> How to complete this task
Everything in the records except the pictures should come back exactly as written.

> The data
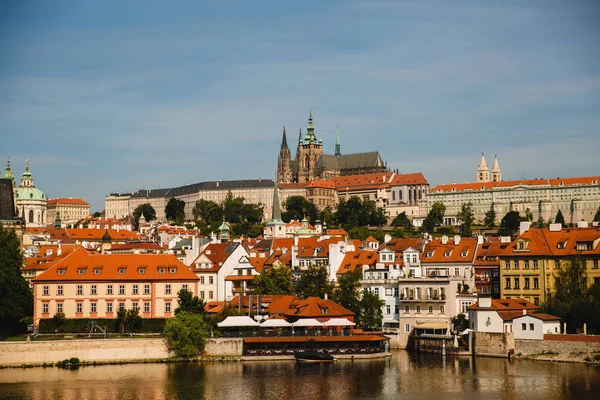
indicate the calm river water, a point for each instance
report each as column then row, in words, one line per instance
column 404, row 375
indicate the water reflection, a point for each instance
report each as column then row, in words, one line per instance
column 408, row 375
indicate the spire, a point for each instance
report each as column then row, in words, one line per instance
column 284, row 140
column 338, row 151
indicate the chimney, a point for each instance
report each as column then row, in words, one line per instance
column 524, row 227
column 485, row 302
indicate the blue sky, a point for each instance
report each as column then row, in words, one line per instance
column 107, row 96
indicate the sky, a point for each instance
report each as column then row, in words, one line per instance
column 114, row 96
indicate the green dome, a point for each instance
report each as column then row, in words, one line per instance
column 30, row 193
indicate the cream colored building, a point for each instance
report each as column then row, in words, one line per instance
column 70, row 210
column 85, row 285
column 577, row 198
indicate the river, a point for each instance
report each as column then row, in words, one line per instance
column 404, row 375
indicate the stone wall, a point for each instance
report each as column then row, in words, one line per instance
column 17, row 353
column 224, row 347
column 493, row 344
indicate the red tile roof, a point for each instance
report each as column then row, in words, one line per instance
column 111, row 266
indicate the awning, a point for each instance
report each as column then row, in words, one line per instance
column 307, row 322
column 432, row 325
column 275, row 323
column 339, row 322
column 238, row 321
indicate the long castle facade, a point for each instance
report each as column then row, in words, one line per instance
column 310, row 162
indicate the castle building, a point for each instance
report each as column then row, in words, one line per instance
column 310, row 162
column 31, row 201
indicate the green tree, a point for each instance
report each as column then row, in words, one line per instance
column 559, row 219
column 186, row 334
column 347, row 293
column 149, row 214
column 207, row 211
column 572, row 301
column 297, row 207
column 371, row 314
column 273, row 281
column 434, row 217
column 509, row 223
column 313, row 282
column 189, row 303
column 16, row 299
column 490, row 218
column 466, row 217
column 175, row 209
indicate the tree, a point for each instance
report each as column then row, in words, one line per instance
column 147, row 210
column 371, row 314
column 207, row 211
column 490, row 218
column 16, row 299
column 189, row 303
column 175, row 209
column 572, row 300
column 559, row 219
column 509, row 223
column 186, row 334
column 466, row 217
column 402, row 221
column 297, row 207
column 434, row 217
column 347, row 293
column 274, row 280
column 314, row 282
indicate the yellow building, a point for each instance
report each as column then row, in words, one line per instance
column 528, row 265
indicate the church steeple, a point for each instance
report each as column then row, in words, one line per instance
column 338, row 150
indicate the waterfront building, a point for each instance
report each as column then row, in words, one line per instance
column 92, row 285
column 577, row 198
column 70, row 210
column 529, row 263
column 310, row 163
column 31, row 201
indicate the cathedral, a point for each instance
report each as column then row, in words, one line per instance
column 310, row 162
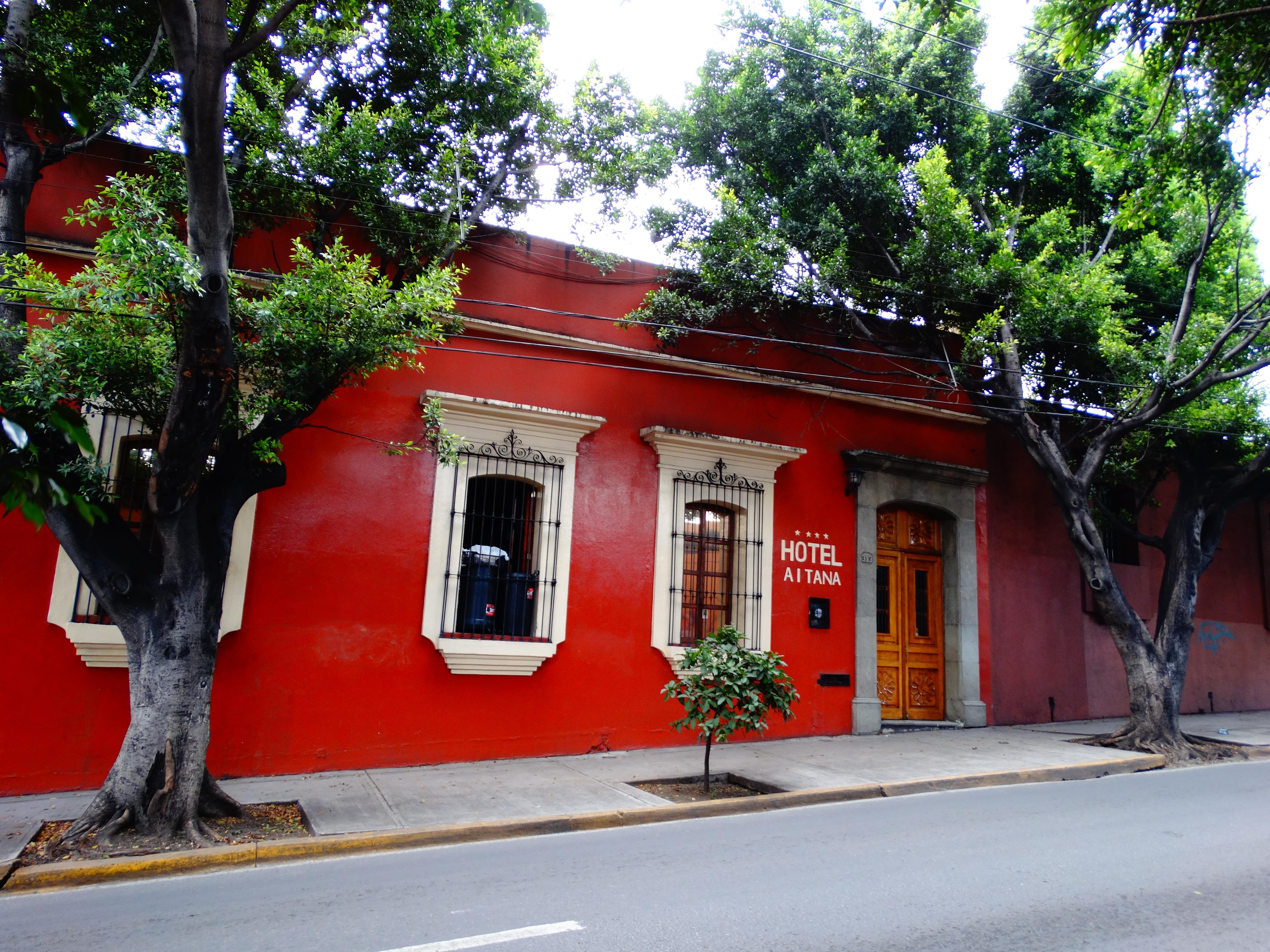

> Exercise answer
indicate the calm river water, a point for each instance
report each as column then row, in words, one line per instance
column 404, row 375
indicate the water reflection, a point for each instance
report each as column then row, in words, one line per instance
column 408, row 375
indicate the spire, a point for each instance
report each as column then row, in words, one line per instance
column 284, row 140
column 338, row 151
indicate the chimney, a point for each instance
report each as column then row, in words, one line per instance
column 524, row 227
column 485, row 302
indicate the blue sky, a point for each instance
report each as column then row, in words, one line per instance
column 107, row 96
indicate the sky, a point for each instance
report each as column then row, in words, one line per instance
column 114, row 96
indicate the green dome, a point for each instance
report each as column then row, in words, one line per instance
column 30, row 193
indicate the cream colored building, a point for each instance
report each as column then row, in words, one line per instance
column 70, row 210
column 85, row 285
column 577, row 198
indicate the river, a point for each instance
report each as column then row, in words, one line per instance
column 404, row 375
indicate the stone wall, a point for each instance
report each as column then row, in words, one line per instance
column 17, row 353
column 224, row 347
column 493, row 344
indicate the red tile roof, a point for each instance
report each as column then row, in words, one line per instance
column 111, row 266
indicate the awning, a point for each instance
report each as column then row, in words, one line per instance
column 307, row 322
column 432, row 325
column 275, row 323
column 339, row 322
column 238, row 321
indicate the long castle facade, a point for each instance
report each as column then row, in words, one line per instance
column 310, row 162
indicate the castle building, a point for each instance
report each as column then row, in words, one line per instance
column 310, row 162
column 31, row 201
indicate the green tree, a point for each instance
report each as column then row, in words, one line per instance
column 559, row 219
column 186, row 334
column 347, row 293
column 149, row 214
column 207, row 211
column 572, row 301
column 297, row 207
column 371, row 314
column 273, row 281
column 434, row 217
column 509, row 223
column 313, row 282
column 189, row 303
column 16, row 299
column 490, row 218
column 466, row 217
column 175, row 209
indicate the tree, a point for each instance
report each as column then row, in words, one line per instance
column 147, row 210
column 371, row 314
column 207, row 211
column 490, row 218
column 16, row 299
column 189, row 303
column 175, row 209
column 572, row 300
column 559, row 219
column 509, row 223
column 186, row 334
column 466, row 217
column 402, row 221
column 297, row 207
column 434, row 217
column 347, row 293
column 274, row 280
column 314, row 282
indicate the yellow building, a point for each instance
report each as column then row, in words, one line per instance
column 528, row 265
indicate the church steeple, a point for each instance
report each as column then row, in words, one line per instance
column 338, row 150
indicate the waterfront building, a point for each instance
report each as column then row, in words, one line per instance
column 92, row 285
column 577, row 198
column 70, row 210
column 529, row 263
column 310, row 163
column 31, row 201
indicate the cathedral, a point for each instance
report each as column then row, in words, one line per instance
column 310, row 162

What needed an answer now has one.